**** Extract

Launched into an opposing wind, hangs

 Grappled beneath the onrush,

And there, lifts, curling in spume,

 Unlocks, drops from that hold

Over and shoreward.

 

A debt to modernist styles is clear in such a passage: its forceful shifting of verbs to the start of lines is reminiscent of our example from Bunting’s The Spoils, while the device of the run-on title and the poem’s preoccupation with the shore as liminal site owe something to Marianne Moore’s “The Fish” and “A Grave”. Like many Tomlinson poems “The Atlantic” is at once an essay in the description of the natural world and a meditation on the phenomenology of perception: the syntax is rigorously mimetic in its attempt to suggest the movement of a wave toward the shore, but “a wave” is never actually named, as if to emphasize the mutable nature of both water and of the perceiving mind. There is common ground here with the Movement, however, in that such phenomenology is intended also to propose an ethics: like many a Movement poem, “The Atlantic” ends with an explicit summing-up: “That which we were, / Confronted by all that we are not, / Grasps in subservience its replenishment.”

 

[p.s.: note that interesting tense contradiction in the last lines of the poem ("were/are") – deliberate? If so, it's a lot craftier & more linguistically interesting than Tomlinson was to be later on: something he dropped from his repertoire.]

********

- _Problem to solve_
Quote, word for word, the part of the passage on Tomlinson's "The Atlantic" that begins with "Launched into an" and ends with "Over and shoreward.".

**** Extracted entries

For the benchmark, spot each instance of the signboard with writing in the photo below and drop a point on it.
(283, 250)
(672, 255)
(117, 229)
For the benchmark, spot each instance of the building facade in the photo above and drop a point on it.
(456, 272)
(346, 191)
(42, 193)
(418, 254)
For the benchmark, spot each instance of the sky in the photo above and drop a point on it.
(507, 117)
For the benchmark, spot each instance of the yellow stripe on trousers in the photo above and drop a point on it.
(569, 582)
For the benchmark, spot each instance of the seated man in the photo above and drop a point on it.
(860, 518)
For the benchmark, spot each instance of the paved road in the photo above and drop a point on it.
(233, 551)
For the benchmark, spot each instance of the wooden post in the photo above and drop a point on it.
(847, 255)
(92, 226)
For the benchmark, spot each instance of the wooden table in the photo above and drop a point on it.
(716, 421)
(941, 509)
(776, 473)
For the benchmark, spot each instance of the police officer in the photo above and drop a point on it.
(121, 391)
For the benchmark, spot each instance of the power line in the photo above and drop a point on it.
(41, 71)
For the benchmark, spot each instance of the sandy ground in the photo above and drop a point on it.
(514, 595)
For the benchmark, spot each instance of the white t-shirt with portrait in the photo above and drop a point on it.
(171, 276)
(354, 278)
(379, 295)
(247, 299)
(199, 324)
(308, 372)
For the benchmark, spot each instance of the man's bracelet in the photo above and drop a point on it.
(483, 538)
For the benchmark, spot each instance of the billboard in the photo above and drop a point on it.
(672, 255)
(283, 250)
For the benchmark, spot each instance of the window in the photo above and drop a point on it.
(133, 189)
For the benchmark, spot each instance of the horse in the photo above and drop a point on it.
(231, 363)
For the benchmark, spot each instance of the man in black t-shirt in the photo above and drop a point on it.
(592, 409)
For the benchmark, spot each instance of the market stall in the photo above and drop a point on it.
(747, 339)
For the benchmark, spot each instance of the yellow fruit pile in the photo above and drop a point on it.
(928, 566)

********
**** Extracted entries

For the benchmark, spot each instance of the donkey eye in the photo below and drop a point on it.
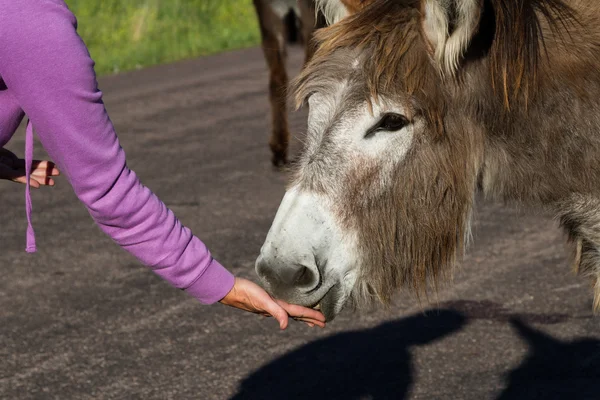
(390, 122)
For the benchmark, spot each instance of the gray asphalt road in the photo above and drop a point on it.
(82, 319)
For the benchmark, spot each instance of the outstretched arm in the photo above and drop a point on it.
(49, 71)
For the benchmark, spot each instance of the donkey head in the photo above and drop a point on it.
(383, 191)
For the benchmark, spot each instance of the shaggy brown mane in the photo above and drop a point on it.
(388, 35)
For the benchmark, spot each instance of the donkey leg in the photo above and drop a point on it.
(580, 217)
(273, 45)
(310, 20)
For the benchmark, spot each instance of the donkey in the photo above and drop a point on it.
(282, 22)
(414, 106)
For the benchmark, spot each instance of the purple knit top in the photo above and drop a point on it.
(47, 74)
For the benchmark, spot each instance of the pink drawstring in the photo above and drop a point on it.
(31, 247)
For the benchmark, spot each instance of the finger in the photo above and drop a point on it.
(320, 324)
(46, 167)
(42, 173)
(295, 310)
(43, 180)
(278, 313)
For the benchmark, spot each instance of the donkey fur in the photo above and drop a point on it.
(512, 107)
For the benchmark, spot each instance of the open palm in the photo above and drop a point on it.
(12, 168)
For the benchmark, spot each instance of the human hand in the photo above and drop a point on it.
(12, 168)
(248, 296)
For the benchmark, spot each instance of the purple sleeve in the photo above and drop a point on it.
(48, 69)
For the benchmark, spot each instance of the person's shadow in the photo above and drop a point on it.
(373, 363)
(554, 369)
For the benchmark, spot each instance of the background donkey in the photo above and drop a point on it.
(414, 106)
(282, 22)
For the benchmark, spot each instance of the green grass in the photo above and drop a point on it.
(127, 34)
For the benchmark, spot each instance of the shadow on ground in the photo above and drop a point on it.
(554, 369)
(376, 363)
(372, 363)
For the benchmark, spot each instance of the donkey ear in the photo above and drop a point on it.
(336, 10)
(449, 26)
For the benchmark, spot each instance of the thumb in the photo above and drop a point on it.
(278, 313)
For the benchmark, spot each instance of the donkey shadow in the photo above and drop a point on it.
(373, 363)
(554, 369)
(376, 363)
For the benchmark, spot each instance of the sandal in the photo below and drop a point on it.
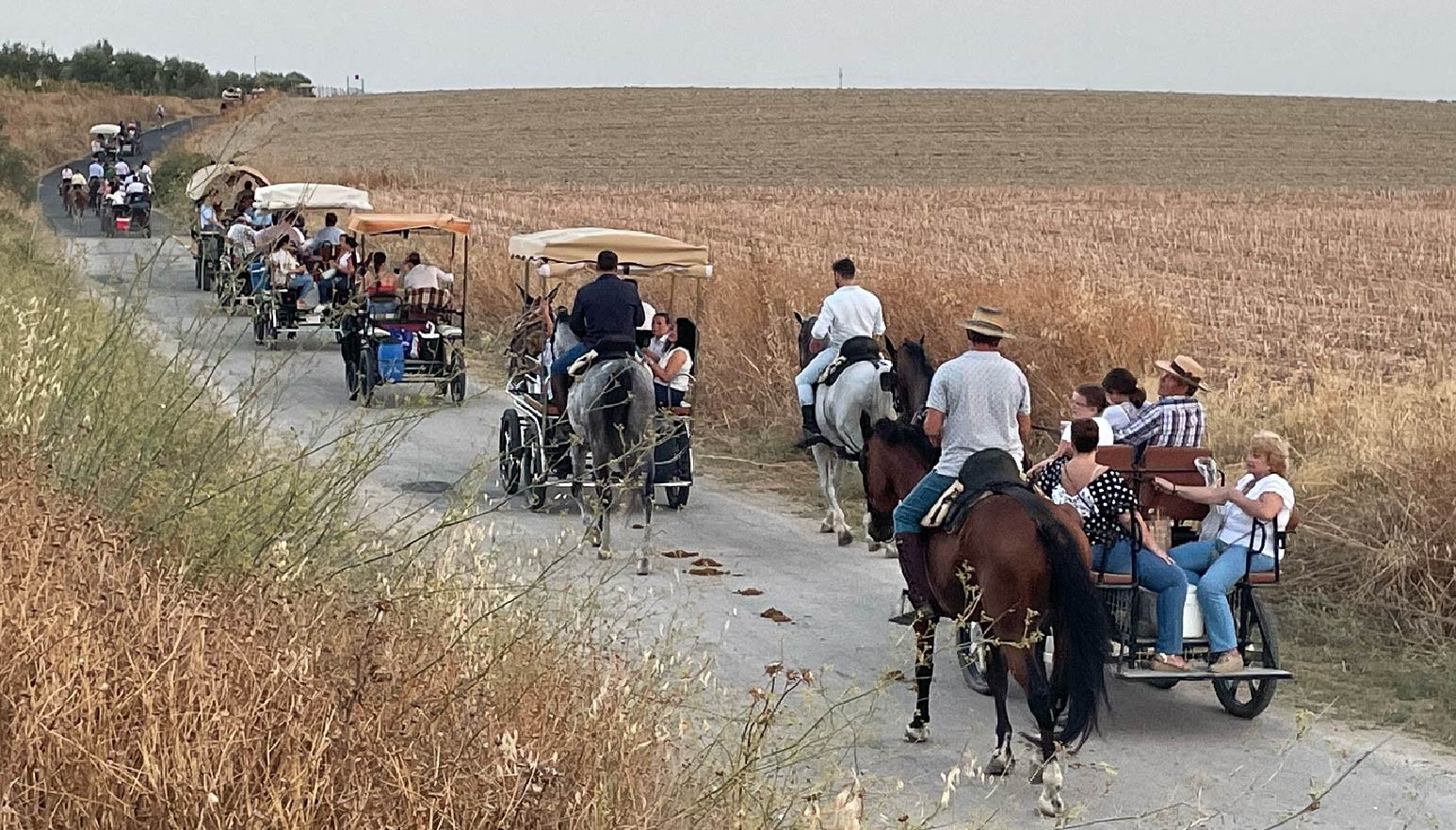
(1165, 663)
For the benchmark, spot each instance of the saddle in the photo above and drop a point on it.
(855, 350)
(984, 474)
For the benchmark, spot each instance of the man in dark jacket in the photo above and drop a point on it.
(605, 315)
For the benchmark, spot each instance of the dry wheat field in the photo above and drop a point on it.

********

- _Expected answer_
Launched into an opposing wind, hangs

 Grappled beneath the onrush,

And there, lifts, curling in spume,

 Unlocks, drops from that hold

Over and shoreward.